** Passage given **
Proposed hose assembly instructions should improve customer service and safety

By Ken Brack -- Industrial Distribution, 12/1/1999

A draft of the long-awaited hose assembly guidelines will soon be available for NAHAD members' review and comments.

Assembly guidelines for composite, hydraulic, industrial, Teflon and metal hose should help improve customer service and avoid potential assembly failures, industry leaders say. Once the guidelines are adopted by members of the National Assn. of Hose and Accessories Distributors, end users will be able to specify the safest assemblies, fittings and hoses when purchasing.

NAHAD members can read segments of the proposed guidelines at the association's Web site, www.nahad.org., but it is unknown exactly when the full draft will be available. At press time, officials were in the final stages of combining guidelines for each hose group into a single document and had not decided when to make it available online to the public. NAHAD officials hope to present the standards to members either before or during the group's annual convention in Monterey, Calif., April 8-12.

"The intention is that the draft will be made available for public view online, and we'll encourage industry members to view it," says Joseph Thompson, NAHAD executive vice president. "The idea is to have a series of guidelines available to end users."

NAHAD leaders formed a group to address leakage and liability concerns five years ago. Standards for metal hose assemblies were completed in 1996, some of which have been modified slightly for the combined draft.

"I think what this will do is be a place where a distributor can go to get some good information about the attachment methods that are typically used with [certain] hose types, and the fitting that will be used, and a set of instructions to show him how to properly put together hoses, fittings and attachments," says Tim Saupe, a worldwide technology manager of hose products for Goodyear Tire & Rubber Co. Saupe was one of several manufacturers' engineers who helped compile the standards along with distributors.

"I think in the past [a distributor] had to do a lot more searching to put his hands on it," he says.

Industry leaders like James Brown, president of Uland Supply Co., Inc., hope that publishing guidelines will not be an end unto itself. Brown and others suggest the initiative will lead to establishing a training facility to certify distributor personnel in assembly techniques.

Another idea discussed is to set up an industry-funded, independent testing agency to verify the integrity of hose, clampings, hose ends and test components in various combinations. However, officials believe forming an independent body would be too expensive and the number of combinations too great to make it practical, says Thompson.

Early in November, distributors and engineers continued to combine guidelines into one document. One feature of the proposed manual is a selections chart to help end users and distributors pick the right hoses, couplings and attachments. Data sheets for each of the three individual components will be included as well.

Jeff Berger, a senior applications engineer at Dayco Products Co., and a member of the assembly standards unification subcommittee, says that in deciding which combinations of hoses, couplings and attachments to specify, the unification committee relied on what's generally used in the market, or what he calls an "80-to-90 percent [usage] rule."

"We tried to create assembly procedures for distributors and end users who don't have much knowledge in things that are critical to assembly," says Berger. "This is a first attempt anybody has ever made to go after assemblies and try to give some guidance as to what's good and what's not."

He says that even with so many manufacturers represented as standards were being developed, no turf battles erupted. "The reason is I think everyone in the industrial industry recognizes it needed to be done," he says.

** Data shown **
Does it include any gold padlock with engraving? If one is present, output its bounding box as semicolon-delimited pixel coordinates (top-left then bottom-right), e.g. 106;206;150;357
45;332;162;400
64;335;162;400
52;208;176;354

** What you should do **
Retype the hose guidelines article word for word, everything from "NAHAD members can" down to "Calif., April 8-12.". You won't need the material for this.

** Right answer **
NAHAD members can read segments of the proposed guidelines at the association's Web site, www.nahad.org., but it is unknown exactly when the full draft will be available. At press time, officials were in the final stages of combining guidelines for each hose group into a single document and had not decided when to make it available online to the public. NAHAD officials hope to present the standards to members either before or during the group's annual convention in Monterey, Calif., April 8-12.